### Texto fornecido:
--------------------------------

As cores das saias de cetim confeccionadas artesanalmente por Solange Ramirez e quatro mulheres da comunidade mudaram as rodas de carimbó de Soure, cidade na Ilha do Marajó, no Pará. Quando precisou fazer um figurino para si e para outros jovens dançarem no lançamento do CD "Obra Prima, Marajó", do amigo Ailton Favacho, poeta e compositor da região, Solange adquiriu o tecido para produzir as vestimentas, por ser pouco o recurso financeiro, resolveu comprar o tecido mais barato, que encontrou na é poca: o cetim, tecido que apresenta brilho em seu aspecto.
A novidade causou estranhamento inicialmente, despertando muitas críticas. Houve quem dissesse que ela "acabou" com o carimbó. "Foi triste pra gente! Isso há 12 anos, aqui em Soure, era como se fosse uma ofensa, porque a roupa de carimbó tinha que ser da chita tradicional. Aquilo me deu uma tristeza no coração, mas ficamos felizes por chamar a atenção", relata.
Mas, por outro lado, em pouco tempo, mais e mais pessoas foram lhe encomendando as "saias iluminadas", e a prática, critério da verdade, lhe deu razão. Dos pedidos para poucas amigas, as demandas foram se multiplicando. Ela precisou então fazer de sua casa uma oficina para a produção das saias, contando com o apoio de colegas, gerando renda para a comunidade e ajudando a tornar autossustentável o Coletivo Marafênix, "sem precisar estar pedindo apoio de órgão público", aponta a mulher que, também professora concursada, de vida corrida, dando aula em três escolas, se orgulha da independência e de poder, com os recursos amealhados com a venda das saias, manter o grupo e um trabalho voluntário pelo qual, há 12 anos, já passaram muitas crianças, adolescentes e jovens.

--------------------------------

### Linhas:
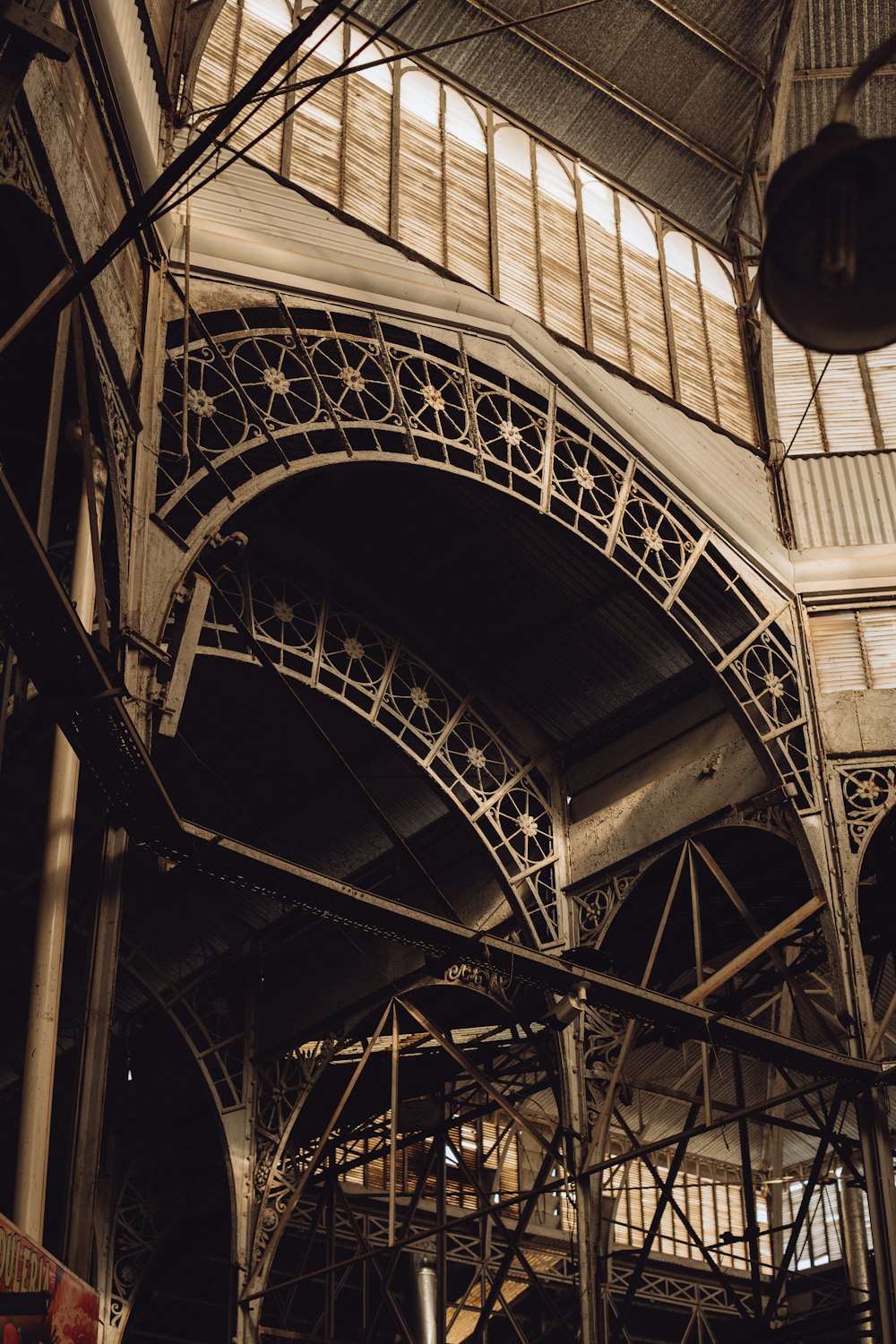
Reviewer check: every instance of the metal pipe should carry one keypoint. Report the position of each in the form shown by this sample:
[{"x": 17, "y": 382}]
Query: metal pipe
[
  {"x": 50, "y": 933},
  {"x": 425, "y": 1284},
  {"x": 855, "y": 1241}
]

--------------------------------

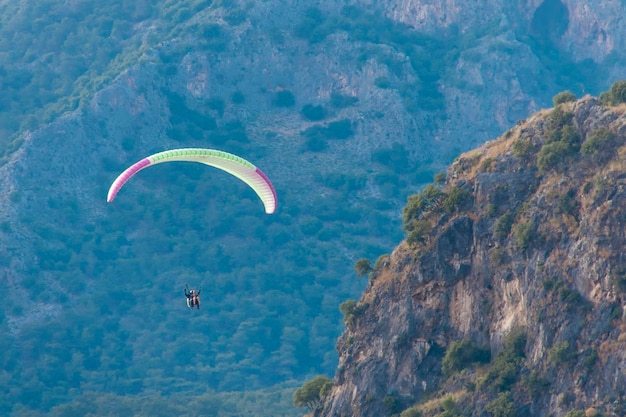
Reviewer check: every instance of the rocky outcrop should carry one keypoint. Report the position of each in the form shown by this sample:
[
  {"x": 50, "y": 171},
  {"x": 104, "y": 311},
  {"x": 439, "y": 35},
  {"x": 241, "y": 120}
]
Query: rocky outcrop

--------------------------------

### Instruções:
Escreva todos os nomes de lugares que aparecem no texto sobre as saias de cetim.

### Resposta esperada:
Soure, Ilha do Marajó, Pará